**JOB:** Render the stretch of the records below from the line containing "90, row 197." through the line containing "column 414, row 185", both lines included, as a numbered list with blank lines omitted.

**DATA SHOWN:**
=-=-=-=-=

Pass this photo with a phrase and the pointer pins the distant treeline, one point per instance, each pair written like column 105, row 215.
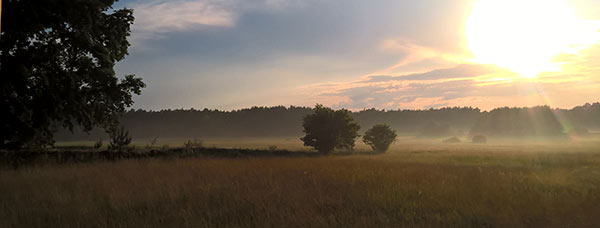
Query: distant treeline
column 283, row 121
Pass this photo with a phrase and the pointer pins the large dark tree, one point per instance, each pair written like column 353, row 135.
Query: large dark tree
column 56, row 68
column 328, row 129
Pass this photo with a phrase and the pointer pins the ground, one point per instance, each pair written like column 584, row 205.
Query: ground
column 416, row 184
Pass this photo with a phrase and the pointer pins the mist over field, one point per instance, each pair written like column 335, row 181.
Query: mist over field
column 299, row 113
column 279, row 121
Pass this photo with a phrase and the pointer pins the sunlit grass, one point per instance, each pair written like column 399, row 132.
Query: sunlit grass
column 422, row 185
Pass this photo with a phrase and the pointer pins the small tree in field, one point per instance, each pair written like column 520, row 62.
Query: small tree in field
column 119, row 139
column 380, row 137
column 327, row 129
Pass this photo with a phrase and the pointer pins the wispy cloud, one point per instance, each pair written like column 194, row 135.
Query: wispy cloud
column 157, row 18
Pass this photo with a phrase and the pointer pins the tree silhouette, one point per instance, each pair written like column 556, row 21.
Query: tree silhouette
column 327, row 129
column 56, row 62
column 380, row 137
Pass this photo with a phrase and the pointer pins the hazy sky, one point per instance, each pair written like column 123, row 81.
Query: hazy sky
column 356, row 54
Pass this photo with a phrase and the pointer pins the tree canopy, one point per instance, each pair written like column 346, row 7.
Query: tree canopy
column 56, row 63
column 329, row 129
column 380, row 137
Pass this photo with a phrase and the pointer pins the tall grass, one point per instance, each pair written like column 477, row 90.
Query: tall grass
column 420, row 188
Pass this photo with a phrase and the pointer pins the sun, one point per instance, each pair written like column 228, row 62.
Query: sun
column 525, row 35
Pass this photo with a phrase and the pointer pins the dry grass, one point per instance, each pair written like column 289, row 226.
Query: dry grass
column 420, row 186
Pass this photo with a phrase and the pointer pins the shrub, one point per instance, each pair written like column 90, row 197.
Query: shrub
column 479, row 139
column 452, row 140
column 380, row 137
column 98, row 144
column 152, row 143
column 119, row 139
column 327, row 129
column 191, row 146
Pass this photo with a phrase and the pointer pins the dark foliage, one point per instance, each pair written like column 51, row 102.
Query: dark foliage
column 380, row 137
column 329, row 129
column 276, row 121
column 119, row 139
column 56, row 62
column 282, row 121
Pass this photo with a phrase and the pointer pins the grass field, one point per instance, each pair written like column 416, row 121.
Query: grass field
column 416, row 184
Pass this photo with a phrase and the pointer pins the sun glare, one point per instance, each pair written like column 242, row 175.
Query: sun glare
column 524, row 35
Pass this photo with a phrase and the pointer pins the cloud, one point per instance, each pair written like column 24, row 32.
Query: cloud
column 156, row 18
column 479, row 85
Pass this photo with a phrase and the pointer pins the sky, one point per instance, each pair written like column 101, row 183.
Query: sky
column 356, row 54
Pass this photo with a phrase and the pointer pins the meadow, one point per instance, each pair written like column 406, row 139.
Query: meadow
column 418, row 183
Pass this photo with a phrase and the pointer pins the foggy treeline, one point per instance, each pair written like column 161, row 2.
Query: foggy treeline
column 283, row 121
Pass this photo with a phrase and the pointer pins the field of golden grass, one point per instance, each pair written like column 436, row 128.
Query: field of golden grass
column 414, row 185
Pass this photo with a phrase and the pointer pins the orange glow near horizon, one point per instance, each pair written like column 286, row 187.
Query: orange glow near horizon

=-=-=-=-=

**THE RESULT:**
1. Pass this photo with a phrase and the pointer pins the shrub, one point per instance, each pair written like column 90, row 197.
2. Query: shrub
3. column 479, row 139
4. column 452, row 140
5. column 380, row 137
6. column 98, row 144
7. column 152, row 143
8. column 119, row 139
9. column 327, row 129
10. column 191, row 146
11. Pass this photo with a phrase and the pointer pins the dark foliage, one point per instance, each pair written like column 51, row 102.
12. Query: dark foliage
13. column 380, row 137
14. column 329, row 129
15. column 276, row 121
16. column 119, row 139
17. column 56, row 62
18. column 282, row 121
19. Pass this photo with a phrase and the pointer pins the grass field, one point per instance, each pair written like column 416, row 121.
20. Query: grass field
21. column 416, row 184
22. Pass this photo with a phrase and the pointer pins the sun glare, one point per instance, each pair written like column 242, row 175.
23. Query: sun glare
24. column 524, row 35
25. Pass this photo with a phrase and the pointer pins the cloud, one point per instance, each pair written like column 24, row 32.
26. Query: cloud
27. column 156, row 18
28. column 479, row 85
29. Pass this photo with a phrase and the pointer pins the sky, one point per instance, each pair written like column 101, row 183.
30. Query: sky
31. column 356, row 54
32. Pass this photo with a phrase and the pointer pins the meadow, one point per instance, each pair written like column 406, row 139.
33. Query: meadow
34. column 418, row 183
35. Pass this photo with a phrase and the pointer pins the foggy treeline, one point per instance, each pair written like column 161, row 2.
36. Query: foggy treeline
37. column 283, row 121
38. Pass this photo with a phrase and the pointer pins the field of golden grass, one point per instance, each pair written like column 436, row 128.
39. Query: field of golden grass
40. column 414, row 185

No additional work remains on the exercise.